_PROBLEM STATEMENT_:
Please restate each line of the data that follows word for word, skipping any image.
Top of SOURCE DATA
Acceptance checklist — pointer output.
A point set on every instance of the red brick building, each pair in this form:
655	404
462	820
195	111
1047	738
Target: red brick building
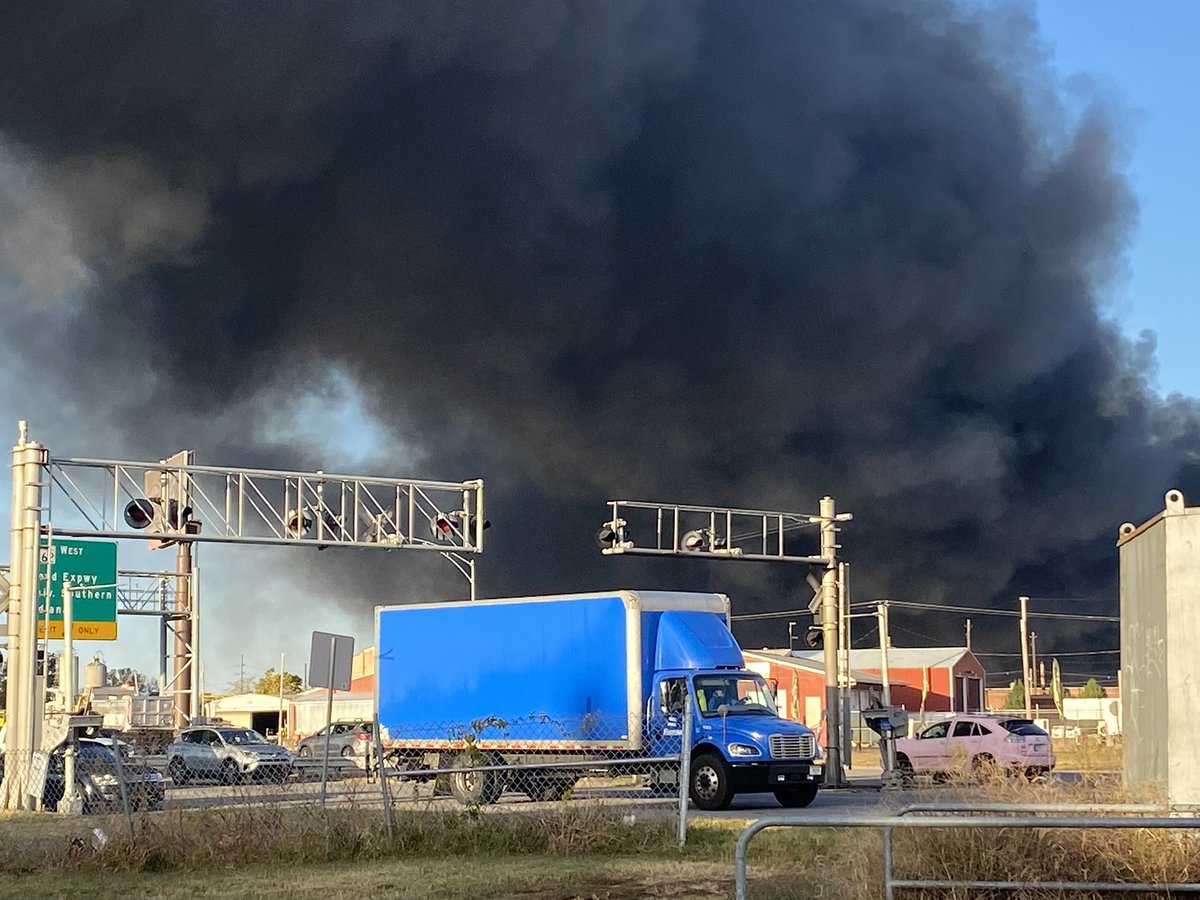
934	679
Bottom of SOURCE DATA
_TASK OUTPUT_:
Acceptance checklist — pointer output.
A point set on every instance of the red brick building, each pair in this form:
655	404
462	820
195	111
1047	738
Target: red brick building
934	679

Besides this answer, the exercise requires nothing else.